▶ **WRITTEN INSTRUCTION**: Find the line with "Mark every instance of the wood grain" in the data below. Repeat it and every line after it up to the end, exactly, but drop the pictures.

▶ **STORED ROWS**:

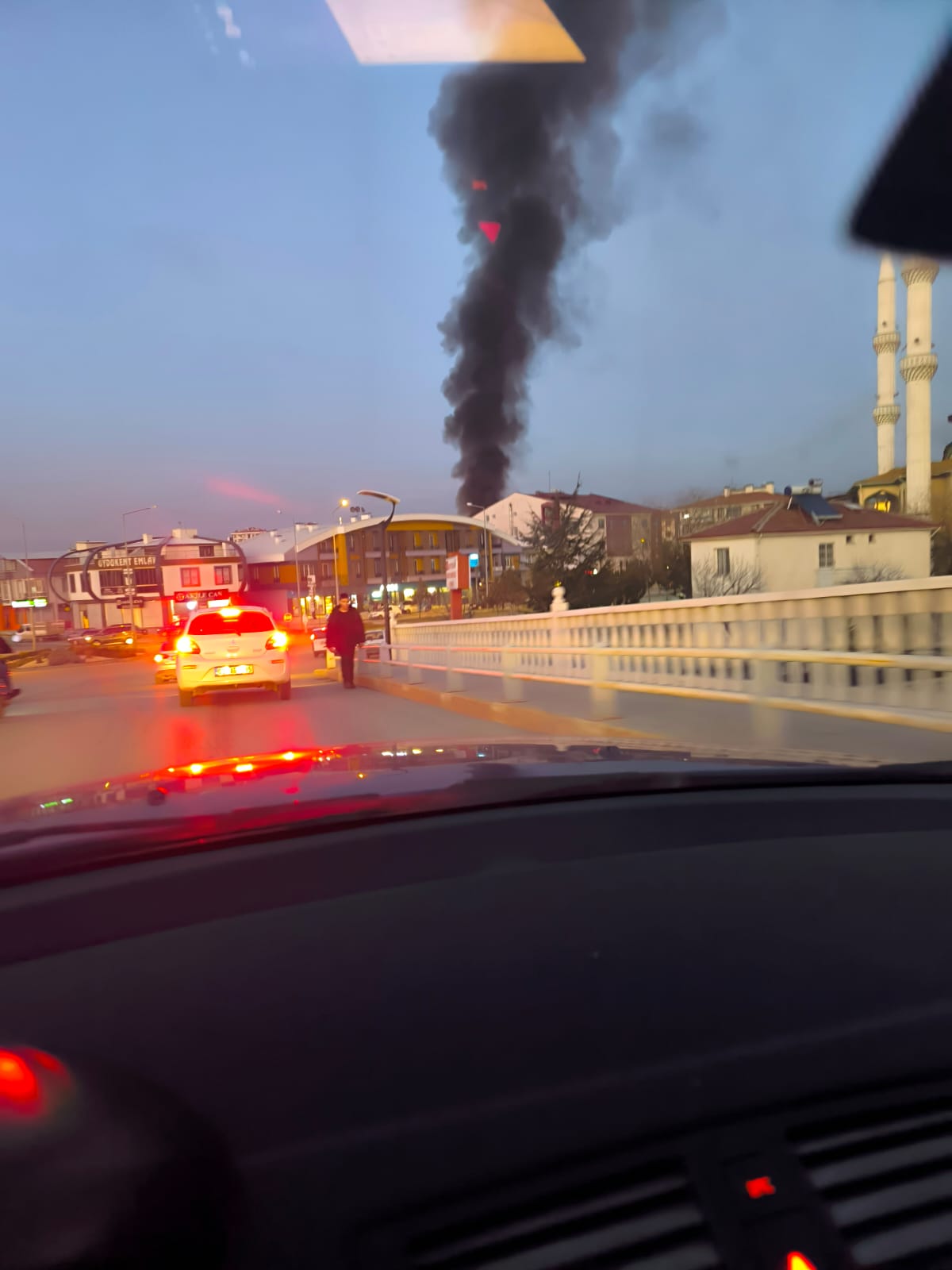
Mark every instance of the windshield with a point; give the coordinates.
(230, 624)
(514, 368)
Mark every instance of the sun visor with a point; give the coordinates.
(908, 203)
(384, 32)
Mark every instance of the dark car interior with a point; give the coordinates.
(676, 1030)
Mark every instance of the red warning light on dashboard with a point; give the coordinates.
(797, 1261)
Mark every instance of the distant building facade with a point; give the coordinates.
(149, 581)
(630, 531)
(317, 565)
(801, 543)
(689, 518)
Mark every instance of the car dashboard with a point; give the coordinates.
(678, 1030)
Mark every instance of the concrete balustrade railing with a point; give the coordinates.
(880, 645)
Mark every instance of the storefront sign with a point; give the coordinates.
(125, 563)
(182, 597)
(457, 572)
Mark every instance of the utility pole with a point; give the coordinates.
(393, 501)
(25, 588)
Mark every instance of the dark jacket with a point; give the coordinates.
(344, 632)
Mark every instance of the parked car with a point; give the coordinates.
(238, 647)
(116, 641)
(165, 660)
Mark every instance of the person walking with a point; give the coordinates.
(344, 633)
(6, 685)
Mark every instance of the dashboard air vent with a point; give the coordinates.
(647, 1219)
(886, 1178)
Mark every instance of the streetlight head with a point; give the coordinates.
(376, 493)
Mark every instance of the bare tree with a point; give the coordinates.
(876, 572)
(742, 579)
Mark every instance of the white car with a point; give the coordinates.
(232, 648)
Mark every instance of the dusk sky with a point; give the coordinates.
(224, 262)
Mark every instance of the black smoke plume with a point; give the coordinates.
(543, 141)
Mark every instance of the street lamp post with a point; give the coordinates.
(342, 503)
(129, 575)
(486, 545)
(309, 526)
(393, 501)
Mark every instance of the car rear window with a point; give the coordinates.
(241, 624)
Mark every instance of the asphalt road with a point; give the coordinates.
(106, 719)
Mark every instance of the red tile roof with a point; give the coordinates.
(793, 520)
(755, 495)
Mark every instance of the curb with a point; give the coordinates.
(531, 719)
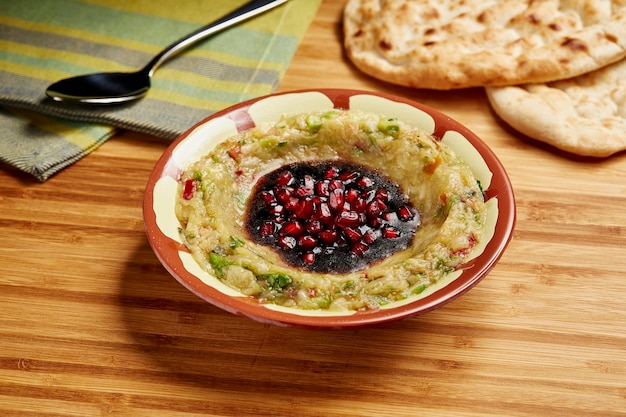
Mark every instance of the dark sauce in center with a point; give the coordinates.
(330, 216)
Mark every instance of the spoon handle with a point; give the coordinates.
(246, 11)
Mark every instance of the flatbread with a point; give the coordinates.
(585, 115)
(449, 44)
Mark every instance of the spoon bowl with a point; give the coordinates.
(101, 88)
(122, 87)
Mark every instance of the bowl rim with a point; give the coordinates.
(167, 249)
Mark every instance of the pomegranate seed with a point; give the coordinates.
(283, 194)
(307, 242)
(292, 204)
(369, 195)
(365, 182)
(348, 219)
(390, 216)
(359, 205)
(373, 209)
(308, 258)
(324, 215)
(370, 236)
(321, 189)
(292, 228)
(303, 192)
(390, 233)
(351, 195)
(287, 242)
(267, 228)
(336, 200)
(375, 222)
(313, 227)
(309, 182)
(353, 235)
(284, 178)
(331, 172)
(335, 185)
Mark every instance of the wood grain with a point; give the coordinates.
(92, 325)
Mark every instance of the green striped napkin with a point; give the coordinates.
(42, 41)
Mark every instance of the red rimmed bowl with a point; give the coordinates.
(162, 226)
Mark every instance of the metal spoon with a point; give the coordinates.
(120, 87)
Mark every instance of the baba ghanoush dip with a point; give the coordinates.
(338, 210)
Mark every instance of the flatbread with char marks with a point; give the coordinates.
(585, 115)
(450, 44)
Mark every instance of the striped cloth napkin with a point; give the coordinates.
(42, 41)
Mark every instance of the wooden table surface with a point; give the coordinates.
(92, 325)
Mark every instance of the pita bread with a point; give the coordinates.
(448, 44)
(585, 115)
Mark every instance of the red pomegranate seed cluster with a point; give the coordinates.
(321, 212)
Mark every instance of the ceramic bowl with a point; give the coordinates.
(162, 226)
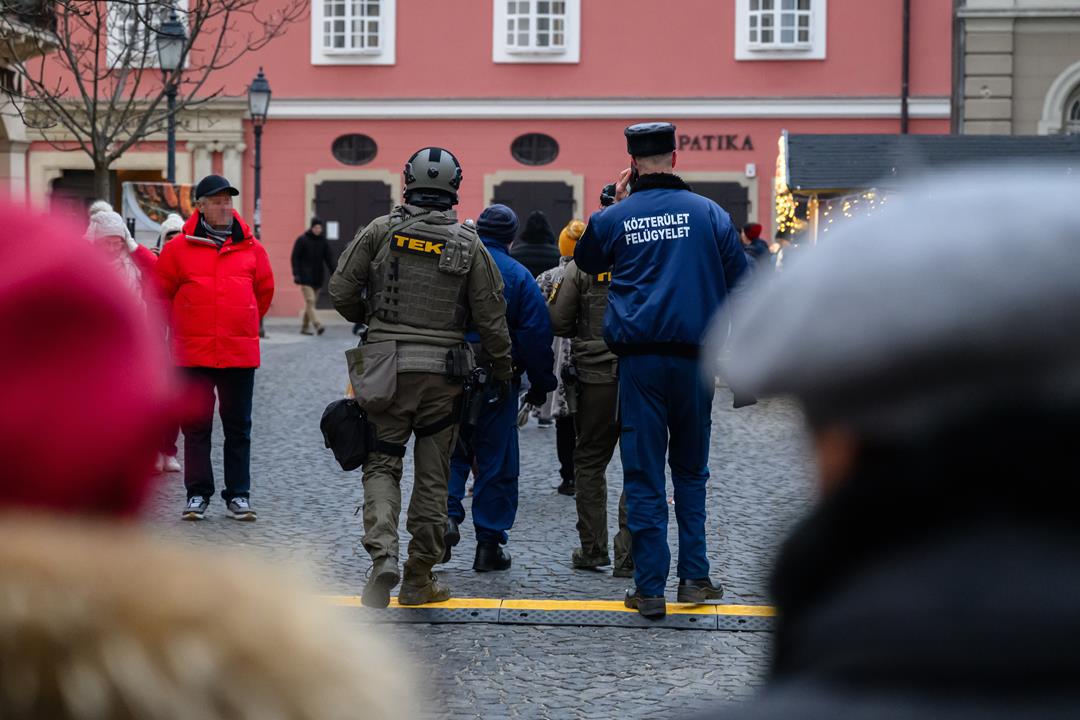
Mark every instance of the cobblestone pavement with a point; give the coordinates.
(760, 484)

▶ **SOLUTION**:
Mark every instance of the wood grain with a point; give the coordinates.
(92, 325)
Mark every instance of the green striped napkin with a point; give the coordinates.
(42, 41)
Mark every instance of the red rimmed bowl with a point; give the coordinates.
(162, 226)
Mark every instance of the metal spoon with a point; give the coordinates.
(120, 87)
Mark every instance of the baba ghanoush dip with a point; give the coordinates.
(338, 210)
Mark every instance of the flatbread with char marks with a point; give the coordinates.
(585, 115)
(450, 44)
Mark every instance of the striped cloth napkin with a point; give the coordinates.
(42, 41)
Mark every instance of the wooden table surface with a point; give the coordinates.
(92, 325)
Mark every instance of the pita bread with a point; give the coordinates.
(448, 44)
(585, 115)
Mark every instance of the red pomegranate seed cluster with a point; give the coordinates.
(321, 212)
Mark every instance of the ceramic bowl with a point; give the coordinates.
(162, 226)
Mark every instance of the cobblestone pavement with a point; give the coordinates.
(760, 484)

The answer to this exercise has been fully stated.